Required work:
Starting with the first line of the records below and going on through the line with "x=586, y=325", write those lines out again word for word, both ends included. Leave the pictures out.
○ ○ ○
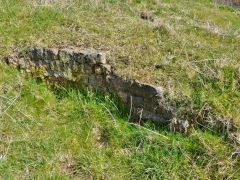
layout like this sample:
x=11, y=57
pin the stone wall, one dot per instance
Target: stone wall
x=91, y=69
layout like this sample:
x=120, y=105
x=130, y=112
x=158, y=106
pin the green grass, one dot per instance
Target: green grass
x=82, y=134
x=67, y=134
x=197, y=42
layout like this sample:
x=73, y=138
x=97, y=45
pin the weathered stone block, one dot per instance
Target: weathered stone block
x=35, y=53
x=123, y=97
x=50, y=54
x=95, y=58
x=145, y=90
x=79, y=56
x=65, y=55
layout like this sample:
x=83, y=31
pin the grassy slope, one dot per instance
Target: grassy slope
x=196, y=41
x=71, y=134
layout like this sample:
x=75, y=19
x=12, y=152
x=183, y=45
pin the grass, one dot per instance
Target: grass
x=196, y=44
x=72, y=134
x=82, y=134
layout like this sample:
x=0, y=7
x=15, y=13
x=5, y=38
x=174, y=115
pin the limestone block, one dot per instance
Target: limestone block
x=145, y=90
x=65, y=55
x=95, y=58
x=79, y=56
x=50, y=54
x=123, y=97
x=136, y=101
x=35, y=53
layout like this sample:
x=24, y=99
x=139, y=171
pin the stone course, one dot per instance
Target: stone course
x=91, y=69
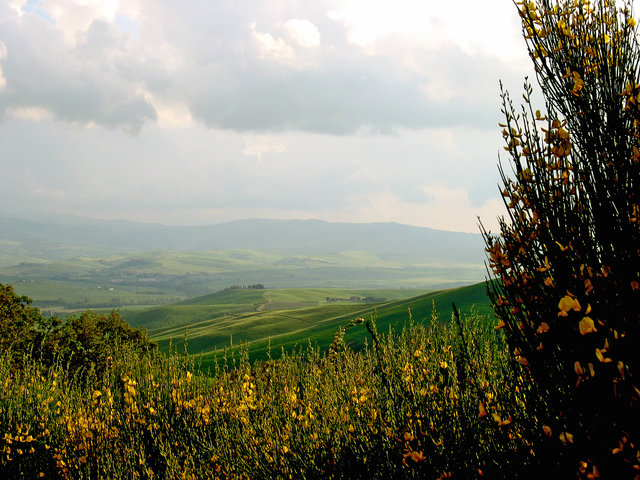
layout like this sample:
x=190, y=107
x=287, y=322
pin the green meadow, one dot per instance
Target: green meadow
x=271, y=320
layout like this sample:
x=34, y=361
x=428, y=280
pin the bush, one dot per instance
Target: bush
x=567, y=259
x=83, y=343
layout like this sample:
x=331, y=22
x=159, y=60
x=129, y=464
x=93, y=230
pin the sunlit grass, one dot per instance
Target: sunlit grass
x=426, y=402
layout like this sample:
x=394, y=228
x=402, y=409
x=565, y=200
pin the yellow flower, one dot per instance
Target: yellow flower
x=586, y=325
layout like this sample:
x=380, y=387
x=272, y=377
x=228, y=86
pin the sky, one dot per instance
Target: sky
x=205, y=111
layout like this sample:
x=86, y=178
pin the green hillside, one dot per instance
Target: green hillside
x=291, y=317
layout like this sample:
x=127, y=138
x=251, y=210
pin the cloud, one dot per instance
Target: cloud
x=304, y=32
x=271, y=67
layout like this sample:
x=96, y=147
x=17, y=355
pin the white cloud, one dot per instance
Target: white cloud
x=256, y=146
x=3, y=56
x=33, y=114
x=273, y=48
x=304, y=32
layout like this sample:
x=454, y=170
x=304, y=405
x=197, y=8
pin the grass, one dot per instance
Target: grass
x=290, y=318
x=417, y=406
x=163, y=277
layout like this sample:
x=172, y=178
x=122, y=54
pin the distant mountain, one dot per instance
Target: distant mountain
x=59, y=237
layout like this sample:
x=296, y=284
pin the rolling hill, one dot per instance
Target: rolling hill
x=292, y=317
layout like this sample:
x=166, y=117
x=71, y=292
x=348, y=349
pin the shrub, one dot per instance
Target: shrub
x=567, y=259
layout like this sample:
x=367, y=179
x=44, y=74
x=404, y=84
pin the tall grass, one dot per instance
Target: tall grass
x=435, y=400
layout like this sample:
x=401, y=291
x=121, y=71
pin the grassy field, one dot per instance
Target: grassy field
x=165, y=277
x=272, y=319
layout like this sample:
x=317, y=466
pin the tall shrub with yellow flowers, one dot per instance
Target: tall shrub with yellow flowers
x=567, y=260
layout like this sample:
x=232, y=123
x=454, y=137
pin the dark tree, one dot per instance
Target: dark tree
x=567, y=260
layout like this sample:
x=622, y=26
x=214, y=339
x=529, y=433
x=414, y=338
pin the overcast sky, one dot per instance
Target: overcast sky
x=204, y=111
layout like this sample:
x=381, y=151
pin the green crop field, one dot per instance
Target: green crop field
x=273, y=319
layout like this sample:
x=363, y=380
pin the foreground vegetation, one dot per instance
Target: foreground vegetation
x=430, y=401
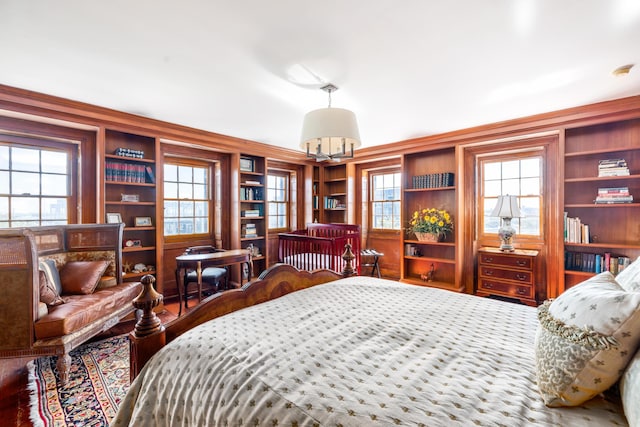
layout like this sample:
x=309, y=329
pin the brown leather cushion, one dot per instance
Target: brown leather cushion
x=81, y=277
x=106, y=282
x=80, y=310
x=48, y=292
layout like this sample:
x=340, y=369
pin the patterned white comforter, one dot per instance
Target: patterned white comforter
x=355, y=352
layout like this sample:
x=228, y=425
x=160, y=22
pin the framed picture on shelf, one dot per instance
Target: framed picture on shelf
x=143, y=221
x=114, y=218
x=246, y=165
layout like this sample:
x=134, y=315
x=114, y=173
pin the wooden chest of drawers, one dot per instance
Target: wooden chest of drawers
x=507, y=274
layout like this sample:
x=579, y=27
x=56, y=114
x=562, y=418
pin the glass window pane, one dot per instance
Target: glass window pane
x=4, y=208
x=186, y=208
x=185, y=174
x=25, y=208
x=170, y=208
x=54, y=185
x=4, y=182
x=531, y=186
x=55, y=162
x=25, y=159
x=511, y=169
x=185, y=191
x=199, y=191
x=170, y=172
x=4, y=157
x=511, y=186
x=199, y=175
x=54, y=208
x=492, y=171
x=530, y=167
x=170, y=190
x=25, y=183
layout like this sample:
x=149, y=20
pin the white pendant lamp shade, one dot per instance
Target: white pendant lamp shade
x=330, y=133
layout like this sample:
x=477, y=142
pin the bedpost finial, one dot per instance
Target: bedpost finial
x=348, y=257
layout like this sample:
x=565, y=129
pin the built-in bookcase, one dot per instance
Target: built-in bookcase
x=613, y=228
x=130, y=196
x=429, y=182
x=253, y=228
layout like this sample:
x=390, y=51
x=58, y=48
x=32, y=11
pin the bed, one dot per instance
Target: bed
x=320, y=246
x=314, y=348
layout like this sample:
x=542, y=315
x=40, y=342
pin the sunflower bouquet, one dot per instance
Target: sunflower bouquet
x=430, y=220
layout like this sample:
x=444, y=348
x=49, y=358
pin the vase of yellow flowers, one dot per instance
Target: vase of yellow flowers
x=430, y=224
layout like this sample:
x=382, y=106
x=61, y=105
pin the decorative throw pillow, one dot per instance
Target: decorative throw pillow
x=48, y=266
x=81, y=277
x=48, y=292
x=629, y=278
x=585, y=339
x=630, y=391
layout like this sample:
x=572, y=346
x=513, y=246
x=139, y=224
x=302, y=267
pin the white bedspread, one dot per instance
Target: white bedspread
x=355, y=352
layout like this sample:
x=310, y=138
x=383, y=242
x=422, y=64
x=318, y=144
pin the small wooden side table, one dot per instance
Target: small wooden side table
x=507, y=274
x=375, y=267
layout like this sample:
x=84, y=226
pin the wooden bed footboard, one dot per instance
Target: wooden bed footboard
x=320, y=246
x=149, y=335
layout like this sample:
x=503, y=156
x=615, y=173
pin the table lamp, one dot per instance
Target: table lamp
x=506, y=208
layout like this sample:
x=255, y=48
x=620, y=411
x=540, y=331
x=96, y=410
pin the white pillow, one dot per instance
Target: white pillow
x=585, y=339
x=629, y=278
x=630, y=391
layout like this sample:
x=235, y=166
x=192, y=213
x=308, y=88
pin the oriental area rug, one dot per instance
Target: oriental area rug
x=98, y=381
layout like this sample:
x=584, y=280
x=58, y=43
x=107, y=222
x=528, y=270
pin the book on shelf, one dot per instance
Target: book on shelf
x=612, y=167
x=575, y=231
x=433, y=180
x=595, y=262
x=614, y=195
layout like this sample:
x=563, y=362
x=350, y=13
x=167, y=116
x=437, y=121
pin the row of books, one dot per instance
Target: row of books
x=595, y=263
x=128, y=172
x=613, y=167
x=251, y=213
x=249, y=230
x=575, y=231
x=250, y=193
x=614, y=195
x=433, y=180
x=129, y=152
x=333, y=203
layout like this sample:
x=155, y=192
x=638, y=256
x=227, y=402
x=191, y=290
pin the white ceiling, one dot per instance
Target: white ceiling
x=253, y=68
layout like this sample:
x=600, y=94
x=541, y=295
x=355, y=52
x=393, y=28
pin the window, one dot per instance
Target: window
x=385, y=201
x=278, y=197
x=35, y=185
x=187, y=199
x=516, y=176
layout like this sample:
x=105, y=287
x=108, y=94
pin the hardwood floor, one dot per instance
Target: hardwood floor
x=14, y=376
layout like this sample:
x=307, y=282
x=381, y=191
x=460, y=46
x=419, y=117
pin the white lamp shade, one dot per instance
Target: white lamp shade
x=507, y=207
x=330, y=125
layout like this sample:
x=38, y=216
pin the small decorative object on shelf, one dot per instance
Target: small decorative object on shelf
x=143, y=221
x=114, y=218
x=130, y=198
x=430, y=224
x=506, y=208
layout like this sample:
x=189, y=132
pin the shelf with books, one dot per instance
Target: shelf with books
x=334, y=194
x=130, y=194
x=429, y=183
x=253, y=229
x=601, y=178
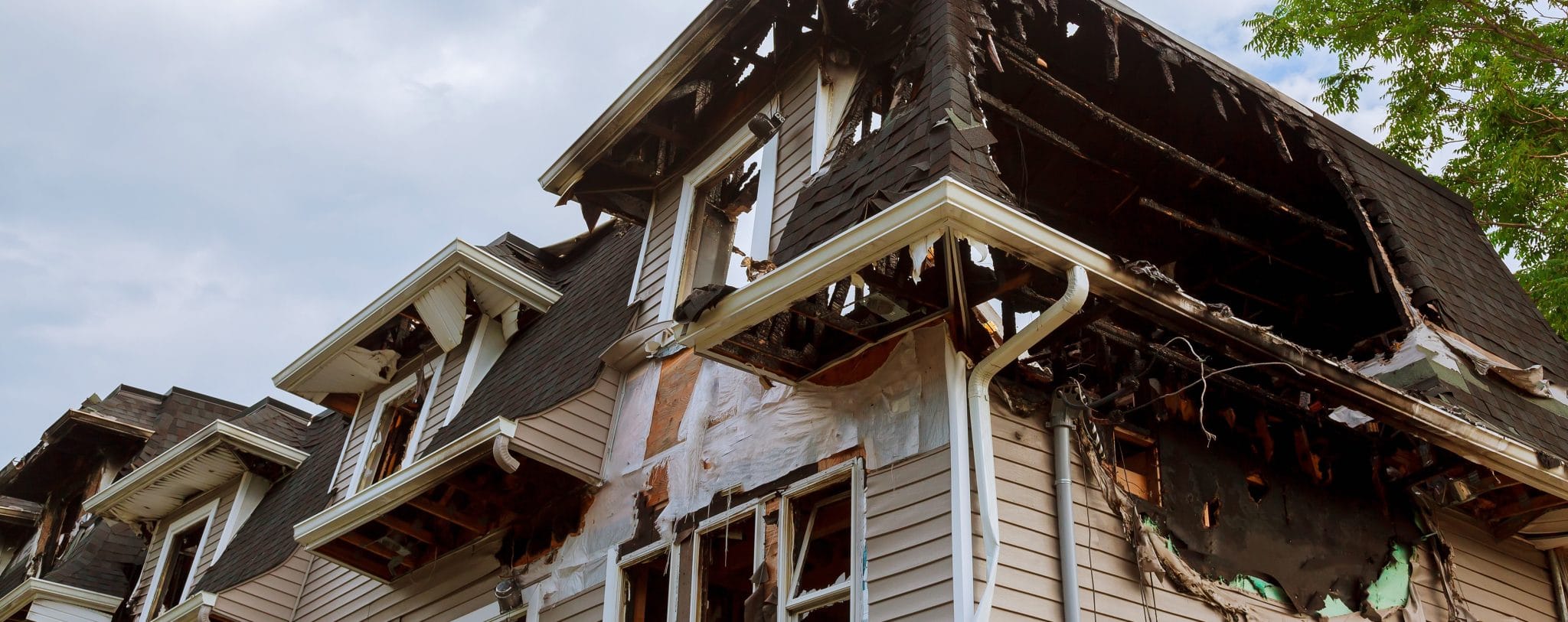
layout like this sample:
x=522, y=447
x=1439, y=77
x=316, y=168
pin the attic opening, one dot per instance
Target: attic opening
x=1145, y=152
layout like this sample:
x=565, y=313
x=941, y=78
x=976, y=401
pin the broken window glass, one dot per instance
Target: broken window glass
x=1137, y=466
x=648, y=591
x=725, y=223
x=727, y=565
x=178, y=566
x=821, y=550
x=396, y=428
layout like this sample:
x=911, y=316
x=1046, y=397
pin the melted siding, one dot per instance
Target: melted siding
x=910, y=539
x=1496, y=578
x=574, y=433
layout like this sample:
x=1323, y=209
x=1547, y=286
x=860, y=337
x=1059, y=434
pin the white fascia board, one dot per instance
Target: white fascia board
x=215, y=436
x=456, y=256
x=190, y=608
x=35, y=590
x=402, y=486
x=645, y=93
x=949, y=206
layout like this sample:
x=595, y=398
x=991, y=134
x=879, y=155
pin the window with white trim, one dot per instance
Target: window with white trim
x=184, y=541
x=646, y=586
x=730, y=565
x=819, y=536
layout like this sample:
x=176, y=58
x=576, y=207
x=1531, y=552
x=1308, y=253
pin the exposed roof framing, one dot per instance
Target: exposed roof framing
x=438, y=290
x=201, y=463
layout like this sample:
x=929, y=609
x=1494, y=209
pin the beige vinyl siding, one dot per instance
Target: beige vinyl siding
x=1509, y=577
x=211, y=539
x=270, y=598
x=574, y=433
x=797, y=103
x=910, y=539
x=1496, y=578
x=585, y=607
x=446, y=387
x=656, y=262
x=55, y=611
x=354, y=445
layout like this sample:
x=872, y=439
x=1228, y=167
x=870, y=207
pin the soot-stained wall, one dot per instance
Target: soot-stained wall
x=1312, y=539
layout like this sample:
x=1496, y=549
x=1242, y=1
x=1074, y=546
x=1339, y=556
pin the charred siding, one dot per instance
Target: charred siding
x=910, y=539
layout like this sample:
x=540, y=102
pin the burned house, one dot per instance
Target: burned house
x=929, y=309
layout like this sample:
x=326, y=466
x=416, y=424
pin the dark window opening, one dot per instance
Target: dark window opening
x=648, y=591
x=178, y=566
x=63, y=527
x=1137, y=466
x=727, y=563
x=394, y=435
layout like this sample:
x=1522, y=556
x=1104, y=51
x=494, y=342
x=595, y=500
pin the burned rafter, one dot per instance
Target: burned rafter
x=1011, y=52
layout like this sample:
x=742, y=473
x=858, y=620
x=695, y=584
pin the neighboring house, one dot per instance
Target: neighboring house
x=932, y=309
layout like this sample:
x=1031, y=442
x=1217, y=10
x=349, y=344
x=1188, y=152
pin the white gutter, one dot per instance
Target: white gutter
x=985, y=458
x=949, y=206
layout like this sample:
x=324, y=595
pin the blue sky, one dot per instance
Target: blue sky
x=193, y=193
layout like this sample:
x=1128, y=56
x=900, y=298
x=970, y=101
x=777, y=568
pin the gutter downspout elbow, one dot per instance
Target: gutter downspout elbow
x=981, y=433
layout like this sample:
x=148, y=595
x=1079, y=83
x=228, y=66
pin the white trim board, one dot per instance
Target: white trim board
x=207, y=514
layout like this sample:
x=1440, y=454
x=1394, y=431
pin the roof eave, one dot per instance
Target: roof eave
x=697, y=40
x=529, y=288
x=949, y=206
x=35, y=590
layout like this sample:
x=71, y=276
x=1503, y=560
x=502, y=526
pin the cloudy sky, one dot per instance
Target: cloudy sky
x=193, y=193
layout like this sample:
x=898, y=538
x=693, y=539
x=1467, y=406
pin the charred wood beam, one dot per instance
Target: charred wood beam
x=403, y=527
x=452, y=516
x=1044, y=134
x=1011, y=52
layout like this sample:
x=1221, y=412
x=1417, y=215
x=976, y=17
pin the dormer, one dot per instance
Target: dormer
x=429, y=308
x=194, y=496
x=502, y=435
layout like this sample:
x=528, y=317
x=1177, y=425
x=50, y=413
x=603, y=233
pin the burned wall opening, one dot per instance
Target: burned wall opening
x=1120, y=138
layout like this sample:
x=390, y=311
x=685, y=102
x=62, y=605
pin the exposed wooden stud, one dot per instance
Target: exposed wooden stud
x=1011, y=50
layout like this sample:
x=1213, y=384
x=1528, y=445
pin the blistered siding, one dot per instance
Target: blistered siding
x=910, y=539
x=797, y=103
x=270, y=598
x=1496, y=578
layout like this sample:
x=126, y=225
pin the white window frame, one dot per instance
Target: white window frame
x=750, y=510
x=855, y=474
x=681, y=246
x=207, y=513
x=485, y=348
x=616, y=581
x=828, y=112
x=396, y=390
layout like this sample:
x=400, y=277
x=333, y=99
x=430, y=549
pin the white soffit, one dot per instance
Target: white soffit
x=951, y=207
x=201, y=463
x=438, y=290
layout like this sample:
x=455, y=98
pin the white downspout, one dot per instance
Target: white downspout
x=981, y=427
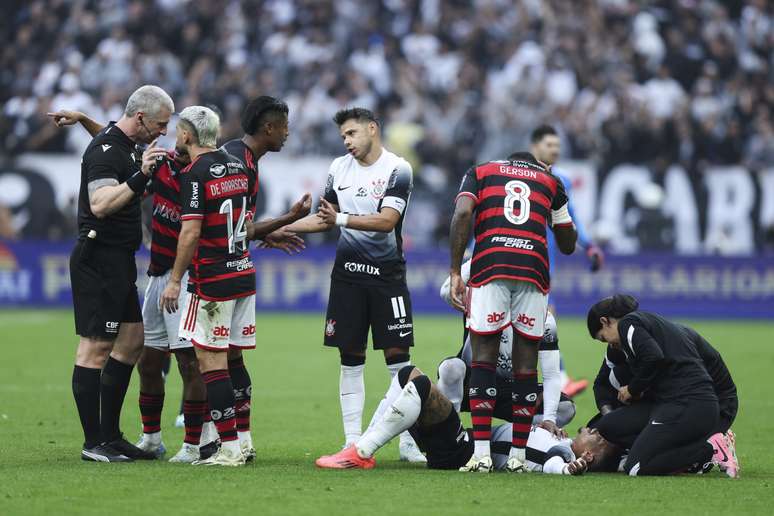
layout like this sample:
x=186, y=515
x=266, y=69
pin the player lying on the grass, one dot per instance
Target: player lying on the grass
x=553, y=411
x=416, y=405
x=682, y=432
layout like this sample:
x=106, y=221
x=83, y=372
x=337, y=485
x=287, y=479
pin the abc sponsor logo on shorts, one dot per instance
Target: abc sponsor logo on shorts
x=361, y=267
x=221, y=331
x=495, y=317
x=516, y=243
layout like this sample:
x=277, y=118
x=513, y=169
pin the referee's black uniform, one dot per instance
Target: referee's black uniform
x=667, y=365
x=103, y=275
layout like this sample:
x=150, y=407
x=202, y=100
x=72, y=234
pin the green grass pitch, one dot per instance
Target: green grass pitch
x=295, y=418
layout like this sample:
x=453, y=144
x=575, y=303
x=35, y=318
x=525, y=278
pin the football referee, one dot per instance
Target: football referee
x=103, y=272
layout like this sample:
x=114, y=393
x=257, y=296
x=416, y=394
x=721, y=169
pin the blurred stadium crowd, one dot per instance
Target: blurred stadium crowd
x=456, y=82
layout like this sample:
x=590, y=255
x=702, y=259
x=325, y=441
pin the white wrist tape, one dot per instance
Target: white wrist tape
x=342, y=219
x=561, y=216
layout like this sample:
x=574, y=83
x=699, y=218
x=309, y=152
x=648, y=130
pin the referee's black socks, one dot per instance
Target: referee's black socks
x=115, y=382
x=86, y=393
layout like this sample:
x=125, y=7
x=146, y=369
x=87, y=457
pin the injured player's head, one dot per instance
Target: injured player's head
x=600, y=454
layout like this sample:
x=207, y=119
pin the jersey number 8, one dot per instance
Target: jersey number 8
x=236, y=236
x=517, y=191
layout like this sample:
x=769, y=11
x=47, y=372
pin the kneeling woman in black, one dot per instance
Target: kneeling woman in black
x=666, y=364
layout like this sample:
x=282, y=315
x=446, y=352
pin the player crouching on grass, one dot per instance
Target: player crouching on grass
x=413, y=403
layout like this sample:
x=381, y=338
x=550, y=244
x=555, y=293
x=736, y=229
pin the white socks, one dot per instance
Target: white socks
x=451, y=380
x=245, y=437
x=209, y=433
x=399, y=416
x=519, y=453
x=352, y=398
x=390, y=396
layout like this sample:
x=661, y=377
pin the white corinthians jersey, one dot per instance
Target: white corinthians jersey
x=370, y=257
x=540, y=442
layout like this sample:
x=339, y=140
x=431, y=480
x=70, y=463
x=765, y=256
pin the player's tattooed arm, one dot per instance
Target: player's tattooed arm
x=382, y=222
x=65, y=117
x=187, y=242
x=260, y=229
x=458, y=239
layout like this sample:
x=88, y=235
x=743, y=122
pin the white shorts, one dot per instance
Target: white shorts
x=161, y=328
x=218, y=325
x=495, y=305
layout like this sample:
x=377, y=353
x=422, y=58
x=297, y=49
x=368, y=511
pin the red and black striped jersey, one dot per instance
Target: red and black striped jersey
x=165, y=219
x=243, y=153
x=214, y=189
x=514, y=200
○ ○ ○
The result:
layout like this sample:
x=11, y=57
pin the stone wall, one dot per instance
Target: stone wall
x=91, y=69
layout like this sample:
x=120, y=105
x=130, y=112
x=158, y=106
pin the green grass, one dot per instance
Target: green grass
x=82, y=134
x=67, y=134
x=197, y=42
layout like this sample:
x=73, y=138
x=97, y=45
pin the weathered stone block, one dot per instance
Target: weathered stone block
x=35, y=53
x=123, y=97
x=50, y=54
x=95, y=58
x=145, y=90
x=79, y=56
x=65, y=55
layout like this sample:
x=83, y=31
pin the grassy slope, one dot per instance
Target: grassy slope
x=196, y=41
x=71, y=134
layout like this sample:
x=75, y=19
x=12, y=152
x=183, y=45
pin the grass, one dot per instance
Target: grass
x=196, y=44
x=72, y=134
x=82, y=134
layout like this sample:
x=0, y=7
x=15, y=13
x=5, y=38
x=174, y=115
pin the limestone block, one dot per instance
Target: limestone block
x=145, y=90
x=65, y=55
x=95, y=58
x=79, y=56
x=50, y=54
x=123, y=97
x=136, y=101
x=35, y=53
layout like this sample:
x=24, y=99
x=139, y=171
pin the stone course, one dot per instance
Target: stone course
x=91, y=69
layout like this sample:
x=190, y=107
x=287, y=322
pin the green meadow, one dot per instance
Target: green meadow
x=271, y=320
layout like this sample:
x=34, y=361
x=428, y=280
pin the bush, one dot per instance
Target: bush
x=567, y=259
x=83, y=343
layout like this sample:
x=331, y=22
x=159, y=60
x=129, y=464
x=93, y=230
pin the sunlit grass, one dot per instance
Target: sunlit grass
x=426, y=402
layout like this sample:
x=394, y=228
x=402, y=409
x=565, y=200
pin the yellow flower, one dot per instance
Target: yellow flower
x=586, y=325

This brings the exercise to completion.